Return every line in the data below that contains the string "latex". Case counts.
***** MATERIAL SHOWN *****
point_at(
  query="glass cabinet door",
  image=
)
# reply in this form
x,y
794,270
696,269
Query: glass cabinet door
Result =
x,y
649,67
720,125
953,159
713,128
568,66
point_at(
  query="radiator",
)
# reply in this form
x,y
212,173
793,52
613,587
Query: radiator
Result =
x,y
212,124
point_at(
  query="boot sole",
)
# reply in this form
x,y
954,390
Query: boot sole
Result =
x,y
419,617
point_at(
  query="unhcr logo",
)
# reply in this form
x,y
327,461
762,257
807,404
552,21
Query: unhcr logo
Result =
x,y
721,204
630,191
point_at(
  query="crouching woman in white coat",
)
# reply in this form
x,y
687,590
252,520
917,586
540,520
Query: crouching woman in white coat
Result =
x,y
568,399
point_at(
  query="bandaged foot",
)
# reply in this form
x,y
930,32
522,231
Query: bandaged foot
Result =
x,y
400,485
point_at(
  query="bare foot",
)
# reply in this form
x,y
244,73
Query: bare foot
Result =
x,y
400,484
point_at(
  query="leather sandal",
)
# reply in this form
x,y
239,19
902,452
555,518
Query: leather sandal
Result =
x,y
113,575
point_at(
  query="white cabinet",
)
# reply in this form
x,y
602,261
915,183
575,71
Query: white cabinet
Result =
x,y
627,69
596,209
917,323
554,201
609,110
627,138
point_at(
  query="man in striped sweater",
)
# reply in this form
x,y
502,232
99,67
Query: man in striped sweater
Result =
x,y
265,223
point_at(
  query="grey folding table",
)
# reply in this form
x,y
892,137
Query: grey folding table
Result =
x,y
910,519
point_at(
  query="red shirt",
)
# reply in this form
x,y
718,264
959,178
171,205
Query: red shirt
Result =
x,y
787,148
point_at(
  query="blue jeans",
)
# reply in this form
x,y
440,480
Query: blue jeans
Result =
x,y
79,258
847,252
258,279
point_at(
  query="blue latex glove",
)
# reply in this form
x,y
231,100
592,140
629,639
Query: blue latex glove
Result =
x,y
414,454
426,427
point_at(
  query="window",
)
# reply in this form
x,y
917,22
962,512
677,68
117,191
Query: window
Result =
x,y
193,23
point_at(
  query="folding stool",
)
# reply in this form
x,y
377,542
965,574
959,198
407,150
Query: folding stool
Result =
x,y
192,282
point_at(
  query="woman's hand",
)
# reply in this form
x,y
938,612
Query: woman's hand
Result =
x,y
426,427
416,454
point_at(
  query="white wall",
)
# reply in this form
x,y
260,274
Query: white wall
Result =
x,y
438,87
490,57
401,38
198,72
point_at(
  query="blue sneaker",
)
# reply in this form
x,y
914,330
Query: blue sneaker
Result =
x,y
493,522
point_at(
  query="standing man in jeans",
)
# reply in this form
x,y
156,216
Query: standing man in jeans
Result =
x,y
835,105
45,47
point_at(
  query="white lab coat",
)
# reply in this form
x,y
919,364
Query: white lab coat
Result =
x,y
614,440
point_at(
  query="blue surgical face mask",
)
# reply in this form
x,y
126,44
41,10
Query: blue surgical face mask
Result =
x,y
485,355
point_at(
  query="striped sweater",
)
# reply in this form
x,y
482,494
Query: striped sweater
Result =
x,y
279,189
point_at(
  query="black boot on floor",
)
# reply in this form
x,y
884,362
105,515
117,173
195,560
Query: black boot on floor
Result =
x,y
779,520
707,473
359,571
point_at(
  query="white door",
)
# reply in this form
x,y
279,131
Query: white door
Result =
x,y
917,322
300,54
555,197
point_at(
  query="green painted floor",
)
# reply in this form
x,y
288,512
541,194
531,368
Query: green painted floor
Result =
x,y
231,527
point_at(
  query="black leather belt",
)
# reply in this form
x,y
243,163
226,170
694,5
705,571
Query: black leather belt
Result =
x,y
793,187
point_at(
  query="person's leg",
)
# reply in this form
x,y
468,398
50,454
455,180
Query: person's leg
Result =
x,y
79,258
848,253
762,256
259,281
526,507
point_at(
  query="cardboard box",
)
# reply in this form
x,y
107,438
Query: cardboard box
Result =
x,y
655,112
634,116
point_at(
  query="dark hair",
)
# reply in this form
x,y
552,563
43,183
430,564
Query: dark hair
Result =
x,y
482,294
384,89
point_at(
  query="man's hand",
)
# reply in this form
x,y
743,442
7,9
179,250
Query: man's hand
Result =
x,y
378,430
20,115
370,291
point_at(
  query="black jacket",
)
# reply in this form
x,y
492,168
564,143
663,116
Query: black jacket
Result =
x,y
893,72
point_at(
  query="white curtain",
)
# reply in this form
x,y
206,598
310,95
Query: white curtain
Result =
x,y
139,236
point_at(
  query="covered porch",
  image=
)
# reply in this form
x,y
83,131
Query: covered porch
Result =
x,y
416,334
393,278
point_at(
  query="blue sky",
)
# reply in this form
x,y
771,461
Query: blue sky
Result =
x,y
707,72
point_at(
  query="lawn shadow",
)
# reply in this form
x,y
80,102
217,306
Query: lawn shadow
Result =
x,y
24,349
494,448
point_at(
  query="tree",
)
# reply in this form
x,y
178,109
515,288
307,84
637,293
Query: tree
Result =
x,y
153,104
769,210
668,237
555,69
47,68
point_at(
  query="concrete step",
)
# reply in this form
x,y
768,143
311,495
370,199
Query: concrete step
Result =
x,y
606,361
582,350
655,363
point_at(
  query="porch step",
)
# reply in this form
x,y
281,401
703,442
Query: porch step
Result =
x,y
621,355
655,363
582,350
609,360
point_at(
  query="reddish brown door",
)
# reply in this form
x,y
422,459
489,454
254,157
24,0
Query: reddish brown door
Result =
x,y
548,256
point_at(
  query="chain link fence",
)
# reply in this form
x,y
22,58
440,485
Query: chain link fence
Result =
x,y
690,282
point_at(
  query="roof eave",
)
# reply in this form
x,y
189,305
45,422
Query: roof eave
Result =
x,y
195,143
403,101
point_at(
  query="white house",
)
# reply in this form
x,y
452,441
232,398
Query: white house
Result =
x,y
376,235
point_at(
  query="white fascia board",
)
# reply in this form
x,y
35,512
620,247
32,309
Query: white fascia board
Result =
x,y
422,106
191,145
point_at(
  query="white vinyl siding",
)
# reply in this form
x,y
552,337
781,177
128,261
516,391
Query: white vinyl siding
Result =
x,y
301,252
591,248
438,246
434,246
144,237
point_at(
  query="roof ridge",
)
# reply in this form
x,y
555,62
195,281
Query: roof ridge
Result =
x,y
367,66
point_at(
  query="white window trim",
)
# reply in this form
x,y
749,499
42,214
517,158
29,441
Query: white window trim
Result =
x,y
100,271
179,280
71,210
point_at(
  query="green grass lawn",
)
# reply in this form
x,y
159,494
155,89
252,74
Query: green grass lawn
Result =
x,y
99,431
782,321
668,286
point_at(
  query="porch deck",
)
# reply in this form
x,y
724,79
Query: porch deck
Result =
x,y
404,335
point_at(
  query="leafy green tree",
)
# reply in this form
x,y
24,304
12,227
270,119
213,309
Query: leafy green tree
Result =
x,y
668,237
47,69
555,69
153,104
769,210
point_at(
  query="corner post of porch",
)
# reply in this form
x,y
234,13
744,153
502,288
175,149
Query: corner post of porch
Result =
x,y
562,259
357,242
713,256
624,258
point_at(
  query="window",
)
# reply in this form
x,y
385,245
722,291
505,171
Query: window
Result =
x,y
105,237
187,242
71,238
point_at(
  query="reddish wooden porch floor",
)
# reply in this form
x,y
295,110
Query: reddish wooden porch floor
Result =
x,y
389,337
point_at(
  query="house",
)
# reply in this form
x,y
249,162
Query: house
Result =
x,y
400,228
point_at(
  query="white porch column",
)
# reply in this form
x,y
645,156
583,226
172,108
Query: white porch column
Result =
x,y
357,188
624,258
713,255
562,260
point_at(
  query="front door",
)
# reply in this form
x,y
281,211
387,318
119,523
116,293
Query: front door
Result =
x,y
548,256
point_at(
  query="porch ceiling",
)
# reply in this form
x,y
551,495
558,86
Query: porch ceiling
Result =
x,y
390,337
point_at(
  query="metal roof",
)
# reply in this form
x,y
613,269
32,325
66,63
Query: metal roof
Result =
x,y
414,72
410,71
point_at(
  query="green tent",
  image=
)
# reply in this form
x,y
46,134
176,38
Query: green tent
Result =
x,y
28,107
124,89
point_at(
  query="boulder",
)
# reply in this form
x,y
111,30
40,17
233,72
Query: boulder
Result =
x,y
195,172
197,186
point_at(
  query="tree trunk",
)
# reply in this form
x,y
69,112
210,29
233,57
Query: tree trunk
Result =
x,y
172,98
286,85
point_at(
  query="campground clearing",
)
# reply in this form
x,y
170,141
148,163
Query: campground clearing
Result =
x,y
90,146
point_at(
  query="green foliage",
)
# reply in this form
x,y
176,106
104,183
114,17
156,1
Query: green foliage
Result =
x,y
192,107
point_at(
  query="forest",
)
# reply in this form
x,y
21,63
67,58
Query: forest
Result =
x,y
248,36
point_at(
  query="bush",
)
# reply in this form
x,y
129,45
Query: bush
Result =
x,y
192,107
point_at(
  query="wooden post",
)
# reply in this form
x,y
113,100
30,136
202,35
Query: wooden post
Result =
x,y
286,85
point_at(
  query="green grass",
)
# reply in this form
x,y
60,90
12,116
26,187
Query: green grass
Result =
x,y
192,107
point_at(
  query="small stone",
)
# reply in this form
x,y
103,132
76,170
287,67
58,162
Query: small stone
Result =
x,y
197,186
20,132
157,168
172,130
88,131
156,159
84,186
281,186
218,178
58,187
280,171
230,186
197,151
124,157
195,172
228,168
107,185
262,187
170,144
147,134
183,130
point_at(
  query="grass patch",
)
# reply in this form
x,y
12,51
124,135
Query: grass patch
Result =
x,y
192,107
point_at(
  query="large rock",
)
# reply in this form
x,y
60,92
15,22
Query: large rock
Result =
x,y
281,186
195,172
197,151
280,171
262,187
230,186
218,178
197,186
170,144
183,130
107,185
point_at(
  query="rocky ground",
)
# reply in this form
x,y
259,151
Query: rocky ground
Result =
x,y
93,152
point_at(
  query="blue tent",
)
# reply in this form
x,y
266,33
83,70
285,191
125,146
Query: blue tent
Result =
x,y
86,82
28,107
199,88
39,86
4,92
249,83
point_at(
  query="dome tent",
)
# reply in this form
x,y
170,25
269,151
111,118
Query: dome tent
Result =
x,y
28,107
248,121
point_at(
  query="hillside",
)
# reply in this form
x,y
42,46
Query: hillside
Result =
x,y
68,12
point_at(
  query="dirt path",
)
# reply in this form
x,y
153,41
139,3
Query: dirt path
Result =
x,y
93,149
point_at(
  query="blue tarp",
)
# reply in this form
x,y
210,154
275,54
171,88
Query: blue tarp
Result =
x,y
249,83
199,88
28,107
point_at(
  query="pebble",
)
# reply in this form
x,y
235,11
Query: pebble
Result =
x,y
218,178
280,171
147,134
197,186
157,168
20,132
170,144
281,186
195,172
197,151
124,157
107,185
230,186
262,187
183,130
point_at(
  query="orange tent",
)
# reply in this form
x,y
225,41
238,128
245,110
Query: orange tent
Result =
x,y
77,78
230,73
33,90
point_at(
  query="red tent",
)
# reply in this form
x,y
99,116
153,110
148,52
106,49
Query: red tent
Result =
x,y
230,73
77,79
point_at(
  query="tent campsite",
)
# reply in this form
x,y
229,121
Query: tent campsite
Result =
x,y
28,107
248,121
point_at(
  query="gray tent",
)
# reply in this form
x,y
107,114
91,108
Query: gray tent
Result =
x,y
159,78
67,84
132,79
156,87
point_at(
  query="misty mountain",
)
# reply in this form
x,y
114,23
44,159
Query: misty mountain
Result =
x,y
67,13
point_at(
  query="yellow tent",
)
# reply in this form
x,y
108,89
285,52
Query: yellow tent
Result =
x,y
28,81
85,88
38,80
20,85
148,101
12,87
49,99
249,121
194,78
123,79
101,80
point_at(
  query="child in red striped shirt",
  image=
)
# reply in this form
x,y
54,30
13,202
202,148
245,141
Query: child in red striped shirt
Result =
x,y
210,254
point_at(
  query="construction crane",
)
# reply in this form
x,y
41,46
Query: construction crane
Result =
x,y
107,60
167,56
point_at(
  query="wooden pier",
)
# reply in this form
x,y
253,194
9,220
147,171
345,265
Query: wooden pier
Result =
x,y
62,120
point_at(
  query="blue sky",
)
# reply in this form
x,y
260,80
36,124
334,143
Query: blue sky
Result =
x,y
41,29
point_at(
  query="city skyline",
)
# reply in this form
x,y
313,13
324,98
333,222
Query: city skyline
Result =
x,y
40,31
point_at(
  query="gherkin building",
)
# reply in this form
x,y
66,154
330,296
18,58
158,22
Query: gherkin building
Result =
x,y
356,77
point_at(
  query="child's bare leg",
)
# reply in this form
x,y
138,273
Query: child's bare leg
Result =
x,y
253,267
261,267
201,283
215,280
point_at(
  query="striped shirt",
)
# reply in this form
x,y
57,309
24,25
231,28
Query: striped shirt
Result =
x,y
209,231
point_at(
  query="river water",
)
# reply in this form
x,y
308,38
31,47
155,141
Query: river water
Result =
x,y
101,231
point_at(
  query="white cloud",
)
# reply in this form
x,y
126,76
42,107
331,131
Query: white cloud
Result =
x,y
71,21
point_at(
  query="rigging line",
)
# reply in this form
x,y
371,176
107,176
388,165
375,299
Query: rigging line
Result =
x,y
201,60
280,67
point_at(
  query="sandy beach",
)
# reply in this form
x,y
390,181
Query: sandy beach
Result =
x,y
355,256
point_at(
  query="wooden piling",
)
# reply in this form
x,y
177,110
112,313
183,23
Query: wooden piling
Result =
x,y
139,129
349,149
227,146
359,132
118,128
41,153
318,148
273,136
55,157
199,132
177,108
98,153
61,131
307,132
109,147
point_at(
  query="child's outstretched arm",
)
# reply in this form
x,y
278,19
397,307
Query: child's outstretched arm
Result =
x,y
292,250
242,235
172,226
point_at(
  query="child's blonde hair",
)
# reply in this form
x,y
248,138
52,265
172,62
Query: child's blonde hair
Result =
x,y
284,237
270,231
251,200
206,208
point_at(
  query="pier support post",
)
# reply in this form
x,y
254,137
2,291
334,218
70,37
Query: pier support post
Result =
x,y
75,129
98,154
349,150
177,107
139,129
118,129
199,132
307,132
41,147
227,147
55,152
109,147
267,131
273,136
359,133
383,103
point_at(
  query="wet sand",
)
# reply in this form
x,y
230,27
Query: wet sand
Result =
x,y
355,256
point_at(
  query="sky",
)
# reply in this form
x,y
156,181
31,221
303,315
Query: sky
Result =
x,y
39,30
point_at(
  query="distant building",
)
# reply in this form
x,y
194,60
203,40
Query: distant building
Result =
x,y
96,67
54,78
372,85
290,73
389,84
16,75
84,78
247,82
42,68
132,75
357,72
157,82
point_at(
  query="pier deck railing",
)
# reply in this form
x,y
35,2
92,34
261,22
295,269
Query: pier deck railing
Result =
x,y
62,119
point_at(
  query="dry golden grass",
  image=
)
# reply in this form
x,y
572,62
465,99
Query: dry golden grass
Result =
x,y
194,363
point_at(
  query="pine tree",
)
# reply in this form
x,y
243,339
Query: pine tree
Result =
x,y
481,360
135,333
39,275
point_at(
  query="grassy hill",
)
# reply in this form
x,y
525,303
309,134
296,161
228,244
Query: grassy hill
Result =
*****
SOLVED EXERCISE:
  query="blue latex glove",
Query: blue latex glove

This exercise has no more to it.